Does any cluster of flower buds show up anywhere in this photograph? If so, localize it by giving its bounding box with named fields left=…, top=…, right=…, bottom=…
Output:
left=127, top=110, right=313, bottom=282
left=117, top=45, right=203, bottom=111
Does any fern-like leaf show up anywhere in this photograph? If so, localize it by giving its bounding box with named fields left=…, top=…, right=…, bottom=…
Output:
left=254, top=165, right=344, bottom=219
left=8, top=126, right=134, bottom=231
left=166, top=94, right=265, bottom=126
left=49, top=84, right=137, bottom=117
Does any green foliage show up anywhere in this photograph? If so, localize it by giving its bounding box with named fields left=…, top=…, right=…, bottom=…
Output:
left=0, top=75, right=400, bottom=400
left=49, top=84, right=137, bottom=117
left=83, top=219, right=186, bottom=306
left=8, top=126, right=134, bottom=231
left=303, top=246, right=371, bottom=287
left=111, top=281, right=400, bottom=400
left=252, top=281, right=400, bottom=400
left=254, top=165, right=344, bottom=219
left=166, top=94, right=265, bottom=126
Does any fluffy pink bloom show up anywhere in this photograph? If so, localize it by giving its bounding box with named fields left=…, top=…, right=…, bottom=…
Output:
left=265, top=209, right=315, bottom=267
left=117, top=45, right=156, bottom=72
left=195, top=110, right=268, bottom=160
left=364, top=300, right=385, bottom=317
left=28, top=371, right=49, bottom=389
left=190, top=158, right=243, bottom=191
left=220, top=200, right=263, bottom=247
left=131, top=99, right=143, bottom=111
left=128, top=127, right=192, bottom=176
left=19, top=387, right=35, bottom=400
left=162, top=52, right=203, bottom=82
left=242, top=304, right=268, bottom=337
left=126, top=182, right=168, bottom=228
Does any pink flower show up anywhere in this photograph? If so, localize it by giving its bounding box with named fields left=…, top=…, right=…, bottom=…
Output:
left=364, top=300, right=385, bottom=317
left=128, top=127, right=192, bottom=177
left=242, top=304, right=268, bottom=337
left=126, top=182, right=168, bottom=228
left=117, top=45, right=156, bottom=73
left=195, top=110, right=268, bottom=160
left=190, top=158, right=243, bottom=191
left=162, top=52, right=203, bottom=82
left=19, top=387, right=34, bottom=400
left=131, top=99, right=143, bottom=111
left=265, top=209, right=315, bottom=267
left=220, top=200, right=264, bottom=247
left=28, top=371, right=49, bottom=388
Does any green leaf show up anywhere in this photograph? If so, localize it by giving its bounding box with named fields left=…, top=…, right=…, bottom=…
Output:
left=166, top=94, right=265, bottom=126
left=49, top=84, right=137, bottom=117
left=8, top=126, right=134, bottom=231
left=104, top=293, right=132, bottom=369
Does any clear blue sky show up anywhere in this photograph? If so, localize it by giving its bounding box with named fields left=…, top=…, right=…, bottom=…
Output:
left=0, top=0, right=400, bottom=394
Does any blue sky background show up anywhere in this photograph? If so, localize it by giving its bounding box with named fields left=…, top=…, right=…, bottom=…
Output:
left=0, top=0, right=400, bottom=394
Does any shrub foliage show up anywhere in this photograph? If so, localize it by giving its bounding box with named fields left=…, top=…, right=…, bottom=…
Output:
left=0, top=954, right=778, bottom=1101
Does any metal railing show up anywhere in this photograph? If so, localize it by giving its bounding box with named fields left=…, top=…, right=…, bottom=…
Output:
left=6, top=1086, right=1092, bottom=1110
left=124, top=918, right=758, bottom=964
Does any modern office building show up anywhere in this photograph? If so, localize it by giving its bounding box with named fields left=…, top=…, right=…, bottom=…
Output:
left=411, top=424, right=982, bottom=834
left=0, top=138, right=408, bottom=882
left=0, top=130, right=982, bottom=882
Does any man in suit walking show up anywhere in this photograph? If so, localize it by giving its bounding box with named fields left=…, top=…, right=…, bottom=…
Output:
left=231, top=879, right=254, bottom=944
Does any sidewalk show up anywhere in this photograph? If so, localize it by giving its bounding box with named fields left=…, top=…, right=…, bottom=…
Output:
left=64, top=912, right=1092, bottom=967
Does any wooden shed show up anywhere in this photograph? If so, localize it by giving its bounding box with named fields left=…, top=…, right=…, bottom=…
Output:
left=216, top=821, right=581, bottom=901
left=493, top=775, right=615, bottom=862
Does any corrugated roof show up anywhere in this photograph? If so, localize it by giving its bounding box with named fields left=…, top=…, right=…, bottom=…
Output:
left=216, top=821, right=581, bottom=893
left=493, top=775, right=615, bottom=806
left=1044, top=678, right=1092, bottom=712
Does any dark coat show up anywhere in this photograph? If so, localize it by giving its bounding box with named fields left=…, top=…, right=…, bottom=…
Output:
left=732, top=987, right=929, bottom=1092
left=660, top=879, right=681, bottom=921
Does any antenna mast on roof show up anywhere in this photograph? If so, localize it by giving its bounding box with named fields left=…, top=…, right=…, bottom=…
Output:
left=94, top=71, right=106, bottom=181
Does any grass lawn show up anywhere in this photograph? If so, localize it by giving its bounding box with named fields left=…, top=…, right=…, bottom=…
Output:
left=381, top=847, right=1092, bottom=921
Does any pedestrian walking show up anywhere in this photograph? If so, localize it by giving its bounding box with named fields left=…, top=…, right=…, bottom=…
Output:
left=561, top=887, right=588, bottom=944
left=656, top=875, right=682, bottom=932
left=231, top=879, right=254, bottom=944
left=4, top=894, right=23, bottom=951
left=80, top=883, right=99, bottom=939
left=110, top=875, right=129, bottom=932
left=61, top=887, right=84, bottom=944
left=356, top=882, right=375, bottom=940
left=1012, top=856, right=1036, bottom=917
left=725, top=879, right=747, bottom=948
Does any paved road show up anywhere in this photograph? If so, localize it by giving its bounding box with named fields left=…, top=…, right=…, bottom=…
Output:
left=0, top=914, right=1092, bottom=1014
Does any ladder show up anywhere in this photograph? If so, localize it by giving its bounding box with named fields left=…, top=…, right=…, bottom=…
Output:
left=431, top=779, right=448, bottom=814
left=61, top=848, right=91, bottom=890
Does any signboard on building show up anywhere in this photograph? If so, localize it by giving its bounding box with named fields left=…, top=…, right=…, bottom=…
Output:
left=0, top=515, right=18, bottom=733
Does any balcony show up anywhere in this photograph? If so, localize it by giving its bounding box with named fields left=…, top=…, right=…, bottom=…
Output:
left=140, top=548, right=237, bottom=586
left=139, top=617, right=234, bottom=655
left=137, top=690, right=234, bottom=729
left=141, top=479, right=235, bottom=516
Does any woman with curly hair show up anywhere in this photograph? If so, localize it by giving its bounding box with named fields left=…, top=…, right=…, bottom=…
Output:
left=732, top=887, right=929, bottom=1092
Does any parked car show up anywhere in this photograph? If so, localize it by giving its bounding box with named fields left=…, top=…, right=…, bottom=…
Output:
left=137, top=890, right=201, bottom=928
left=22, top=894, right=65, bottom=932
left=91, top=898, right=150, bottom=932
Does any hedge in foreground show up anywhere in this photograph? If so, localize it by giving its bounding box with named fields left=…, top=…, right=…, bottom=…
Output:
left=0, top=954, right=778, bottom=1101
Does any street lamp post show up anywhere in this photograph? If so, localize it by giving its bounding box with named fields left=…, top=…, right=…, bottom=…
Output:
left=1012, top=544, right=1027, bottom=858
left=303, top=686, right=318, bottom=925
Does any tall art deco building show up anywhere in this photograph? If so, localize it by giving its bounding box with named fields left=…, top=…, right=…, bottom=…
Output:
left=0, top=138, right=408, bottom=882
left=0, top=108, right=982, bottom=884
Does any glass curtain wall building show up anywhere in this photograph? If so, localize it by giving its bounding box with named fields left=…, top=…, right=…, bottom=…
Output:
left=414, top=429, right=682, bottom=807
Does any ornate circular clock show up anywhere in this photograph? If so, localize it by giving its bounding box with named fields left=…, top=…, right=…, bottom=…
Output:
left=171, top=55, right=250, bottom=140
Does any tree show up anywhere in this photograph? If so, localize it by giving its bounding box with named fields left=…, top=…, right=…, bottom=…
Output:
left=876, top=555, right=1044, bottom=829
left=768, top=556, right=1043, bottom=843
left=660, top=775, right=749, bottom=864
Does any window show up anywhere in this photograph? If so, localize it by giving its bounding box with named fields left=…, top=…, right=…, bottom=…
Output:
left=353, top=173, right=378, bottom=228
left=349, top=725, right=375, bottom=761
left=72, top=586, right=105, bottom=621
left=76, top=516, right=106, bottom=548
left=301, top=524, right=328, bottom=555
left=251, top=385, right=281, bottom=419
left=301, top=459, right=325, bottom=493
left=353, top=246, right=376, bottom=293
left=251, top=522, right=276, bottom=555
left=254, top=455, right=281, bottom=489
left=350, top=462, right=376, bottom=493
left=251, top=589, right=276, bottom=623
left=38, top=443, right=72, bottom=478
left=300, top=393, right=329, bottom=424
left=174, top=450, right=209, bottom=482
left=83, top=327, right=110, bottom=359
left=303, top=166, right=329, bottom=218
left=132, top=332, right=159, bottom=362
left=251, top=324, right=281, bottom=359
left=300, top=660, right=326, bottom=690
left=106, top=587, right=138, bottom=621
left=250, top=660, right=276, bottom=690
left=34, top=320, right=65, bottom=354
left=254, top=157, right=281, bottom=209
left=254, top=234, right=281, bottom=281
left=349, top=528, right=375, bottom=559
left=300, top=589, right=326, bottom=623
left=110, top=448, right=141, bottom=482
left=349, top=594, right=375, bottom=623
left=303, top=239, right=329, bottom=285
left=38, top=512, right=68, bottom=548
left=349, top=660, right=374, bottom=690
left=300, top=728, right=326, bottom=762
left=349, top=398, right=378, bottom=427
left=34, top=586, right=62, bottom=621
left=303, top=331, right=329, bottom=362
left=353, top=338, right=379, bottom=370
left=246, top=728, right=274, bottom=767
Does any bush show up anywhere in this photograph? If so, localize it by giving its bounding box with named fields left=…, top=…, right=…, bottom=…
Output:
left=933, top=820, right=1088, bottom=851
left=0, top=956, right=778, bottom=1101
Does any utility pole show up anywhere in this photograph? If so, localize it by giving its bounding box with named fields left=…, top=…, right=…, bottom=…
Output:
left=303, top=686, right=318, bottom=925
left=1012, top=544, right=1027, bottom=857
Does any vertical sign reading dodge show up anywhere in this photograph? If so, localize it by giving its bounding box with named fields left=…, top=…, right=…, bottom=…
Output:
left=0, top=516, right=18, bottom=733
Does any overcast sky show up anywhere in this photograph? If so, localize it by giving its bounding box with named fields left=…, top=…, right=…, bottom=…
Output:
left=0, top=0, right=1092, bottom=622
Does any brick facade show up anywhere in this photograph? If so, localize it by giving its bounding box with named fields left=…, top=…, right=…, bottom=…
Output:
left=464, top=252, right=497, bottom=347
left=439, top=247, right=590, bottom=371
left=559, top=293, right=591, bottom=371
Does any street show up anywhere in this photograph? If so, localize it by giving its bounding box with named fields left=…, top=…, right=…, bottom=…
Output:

__________

CHALLENGE: Reproduce the lines of the records above verbatim, starting with the line that contains "Does any bush" and ending with the line that contains "left=1012, top=544, right=1027, bottom=857", including both.

OUTPUT OF THE TASK:
Does any bush show up anywhere in this photograph? If so, localize it by giving its bounding box with named fields left=…, top=…, right=…, bottom=…
Output:
left=933, top=820, right=1088, bottom=851
left=0, top=956, right=778, bottom=1101
Does any utility pole show up anywhere in this photograph? If so, localize it by giving its bounding box with named fields left=…, top=…, right=…, bottom=…
Output:
left=303, top=686, right=318, bottom=925
left=1012, top=544, right=1027, bottom=857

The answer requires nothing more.